TASK MATERIAL:
[start]
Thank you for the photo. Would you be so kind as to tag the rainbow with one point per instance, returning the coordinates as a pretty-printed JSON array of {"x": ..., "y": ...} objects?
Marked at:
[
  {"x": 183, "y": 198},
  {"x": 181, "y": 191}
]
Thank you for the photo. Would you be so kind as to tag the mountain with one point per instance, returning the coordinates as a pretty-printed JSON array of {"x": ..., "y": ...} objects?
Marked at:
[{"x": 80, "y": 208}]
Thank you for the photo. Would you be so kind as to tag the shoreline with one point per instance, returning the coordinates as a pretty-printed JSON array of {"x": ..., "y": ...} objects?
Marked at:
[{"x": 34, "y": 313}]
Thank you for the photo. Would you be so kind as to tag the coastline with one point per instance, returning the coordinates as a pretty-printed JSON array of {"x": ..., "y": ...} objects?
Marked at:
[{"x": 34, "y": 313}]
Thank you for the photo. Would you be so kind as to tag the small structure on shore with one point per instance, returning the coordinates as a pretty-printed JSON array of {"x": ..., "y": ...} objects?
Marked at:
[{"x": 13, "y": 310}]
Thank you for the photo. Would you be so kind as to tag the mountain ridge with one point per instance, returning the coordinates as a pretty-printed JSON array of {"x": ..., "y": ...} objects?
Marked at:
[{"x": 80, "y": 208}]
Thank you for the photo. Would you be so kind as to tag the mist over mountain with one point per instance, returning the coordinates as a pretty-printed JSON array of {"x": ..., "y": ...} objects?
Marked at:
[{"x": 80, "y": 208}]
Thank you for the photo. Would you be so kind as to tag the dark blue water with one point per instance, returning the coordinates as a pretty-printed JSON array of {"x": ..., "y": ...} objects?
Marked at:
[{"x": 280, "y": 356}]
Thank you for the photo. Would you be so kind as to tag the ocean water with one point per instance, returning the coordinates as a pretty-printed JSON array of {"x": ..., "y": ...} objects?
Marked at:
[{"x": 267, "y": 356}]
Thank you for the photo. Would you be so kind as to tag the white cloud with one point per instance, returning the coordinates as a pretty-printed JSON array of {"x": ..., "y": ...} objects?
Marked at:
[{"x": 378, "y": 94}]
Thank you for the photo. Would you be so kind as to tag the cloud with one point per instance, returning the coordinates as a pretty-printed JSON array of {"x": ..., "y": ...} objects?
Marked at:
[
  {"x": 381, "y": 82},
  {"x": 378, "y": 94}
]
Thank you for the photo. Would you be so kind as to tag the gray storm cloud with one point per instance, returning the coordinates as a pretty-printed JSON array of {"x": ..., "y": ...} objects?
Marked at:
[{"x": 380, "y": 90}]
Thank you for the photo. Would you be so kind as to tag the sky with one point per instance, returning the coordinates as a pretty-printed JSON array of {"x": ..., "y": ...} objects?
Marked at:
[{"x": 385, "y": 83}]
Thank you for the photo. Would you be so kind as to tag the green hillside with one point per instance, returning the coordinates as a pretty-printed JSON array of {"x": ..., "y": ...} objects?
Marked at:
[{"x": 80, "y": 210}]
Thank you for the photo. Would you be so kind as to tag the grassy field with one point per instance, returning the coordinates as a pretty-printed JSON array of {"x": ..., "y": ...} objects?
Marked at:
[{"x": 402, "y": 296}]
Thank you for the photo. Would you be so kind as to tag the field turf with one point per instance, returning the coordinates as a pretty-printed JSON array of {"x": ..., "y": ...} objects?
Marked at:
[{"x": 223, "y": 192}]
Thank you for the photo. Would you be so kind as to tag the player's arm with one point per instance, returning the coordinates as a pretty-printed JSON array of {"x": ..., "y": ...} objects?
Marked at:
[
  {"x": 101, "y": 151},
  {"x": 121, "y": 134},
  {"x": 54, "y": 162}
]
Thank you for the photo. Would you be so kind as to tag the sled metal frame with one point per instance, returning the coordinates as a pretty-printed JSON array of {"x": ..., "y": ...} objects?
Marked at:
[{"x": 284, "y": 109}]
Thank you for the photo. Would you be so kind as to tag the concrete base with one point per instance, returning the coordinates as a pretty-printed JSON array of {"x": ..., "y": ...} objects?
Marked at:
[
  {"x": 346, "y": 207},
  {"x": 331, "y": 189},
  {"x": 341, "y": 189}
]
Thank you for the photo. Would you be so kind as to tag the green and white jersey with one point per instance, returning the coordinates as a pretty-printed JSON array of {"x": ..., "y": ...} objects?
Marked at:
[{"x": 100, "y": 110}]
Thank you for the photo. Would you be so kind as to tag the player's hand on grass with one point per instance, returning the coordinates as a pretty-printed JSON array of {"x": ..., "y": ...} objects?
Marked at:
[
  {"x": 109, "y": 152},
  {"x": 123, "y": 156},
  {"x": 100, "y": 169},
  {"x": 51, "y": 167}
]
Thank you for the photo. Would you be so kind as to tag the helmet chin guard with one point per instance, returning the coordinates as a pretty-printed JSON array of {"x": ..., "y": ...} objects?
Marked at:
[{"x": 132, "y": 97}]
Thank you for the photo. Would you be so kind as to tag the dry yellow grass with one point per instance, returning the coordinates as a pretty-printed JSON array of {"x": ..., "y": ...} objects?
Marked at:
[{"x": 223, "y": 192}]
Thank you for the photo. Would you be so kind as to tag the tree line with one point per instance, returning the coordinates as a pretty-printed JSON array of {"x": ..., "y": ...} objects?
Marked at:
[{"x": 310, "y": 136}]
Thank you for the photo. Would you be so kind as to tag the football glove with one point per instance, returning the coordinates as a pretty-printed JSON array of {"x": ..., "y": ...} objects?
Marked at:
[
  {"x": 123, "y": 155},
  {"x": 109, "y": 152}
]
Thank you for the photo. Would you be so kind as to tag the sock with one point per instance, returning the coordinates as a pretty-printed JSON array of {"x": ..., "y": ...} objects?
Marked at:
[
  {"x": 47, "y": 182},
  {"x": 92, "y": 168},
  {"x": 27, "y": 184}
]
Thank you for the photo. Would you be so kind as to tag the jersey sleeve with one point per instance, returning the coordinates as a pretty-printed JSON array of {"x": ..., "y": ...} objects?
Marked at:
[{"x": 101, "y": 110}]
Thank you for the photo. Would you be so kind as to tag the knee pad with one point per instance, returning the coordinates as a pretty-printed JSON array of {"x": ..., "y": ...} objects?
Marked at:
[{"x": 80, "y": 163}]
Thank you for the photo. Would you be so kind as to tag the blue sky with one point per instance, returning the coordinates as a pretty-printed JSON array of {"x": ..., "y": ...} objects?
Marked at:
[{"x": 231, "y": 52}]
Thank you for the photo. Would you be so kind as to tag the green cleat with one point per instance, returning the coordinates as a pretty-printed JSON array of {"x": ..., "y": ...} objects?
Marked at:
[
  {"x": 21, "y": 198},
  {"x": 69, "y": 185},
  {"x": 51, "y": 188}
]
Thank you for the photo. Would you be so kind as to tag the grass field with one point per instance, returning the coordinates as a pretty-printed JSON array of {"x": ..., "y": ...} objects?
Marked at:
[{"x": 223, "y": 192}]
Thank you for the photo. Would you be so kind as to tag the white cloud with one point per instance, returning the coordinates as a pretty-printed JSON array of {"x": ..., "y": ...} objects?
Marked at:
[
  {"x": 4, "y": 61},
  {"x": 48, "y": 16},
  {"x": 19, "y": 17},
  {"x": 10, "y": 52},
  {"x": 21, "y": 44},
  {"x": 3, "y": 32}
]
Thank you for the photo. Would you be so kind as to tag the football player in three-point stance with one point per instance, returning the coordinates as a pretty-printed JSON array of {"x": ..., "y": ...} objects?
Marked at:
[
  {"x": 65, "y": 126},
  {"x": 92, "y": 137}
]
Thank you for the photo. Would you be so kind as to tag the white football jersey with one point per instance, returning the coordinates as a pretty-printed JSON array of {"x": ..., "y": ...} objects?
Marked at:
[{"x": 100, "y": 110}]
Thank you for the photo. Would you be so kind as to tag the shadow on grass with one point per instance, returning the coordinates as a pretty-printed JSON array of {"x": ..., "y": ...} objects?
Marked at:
[end]
For this exercise, please retype exactly the lines in the listing from the line with "the green cleat" through its last line, both ends included.

THE COMPLETED TASK:
Thank you for the photo. Would you be so kind as to tag the green cleat with one point per instance, returning the coordinates as a pretty-printed JSON array of {"x": ..., "y": ...} objects?
Marked at:
[
  {"x": 21, "y": 198},
  {"x": 69, "y": 185},
  {"x": 51, "y": 188}
]
Thank you for the photo. Would you be so kind as to tag the grass field with one point per instance, returning the coordinates as a pretty-printed JSON array of {"x": ..., "y": ...} objects?
Marked at:
[{"x": 223, "y": 192}]
Thank you for the photo. Would you be so kind as to tag the white cloud with one point per instance, returning the coordinates as a pretty-printed JSON array of {"x": ..., "y": ...} objects?
Marked at:
[
  {"x": 4, "y": 61},
  {"x": 48, "y": 16},
  {"x": 19, "y": 17},
  {"x": 10, "y": 52},
  {"x": 21, "y": 44},
  {"x": 3, "y": 32}
]
Thank you for the photo. Would you be so kind as to tag the football player in three-point stance with one point per instance, returning the coordinates as a pretty-printed JSON array of {"x": ..., "y": ...} objects?
Marked at:
[
  {"x": 65, "y": 126},
  {"x": 92, "y": 137}
]
Thank you for the photo. Would you be so kind as to tag the white football jersey with one point per instance, returning the coordinates as a pretty-printed JSON array of {"x": ..., "y": ...} objects?
Marked at:
[{"x": 100, "y": 110}]
Thank you for the photo. Would you be so kind as to tag the shadow on grass with one point per instance, returning the coordinates as a pretty-printed JSON array of {"x": ..., "y": ...} objects?
Marked at:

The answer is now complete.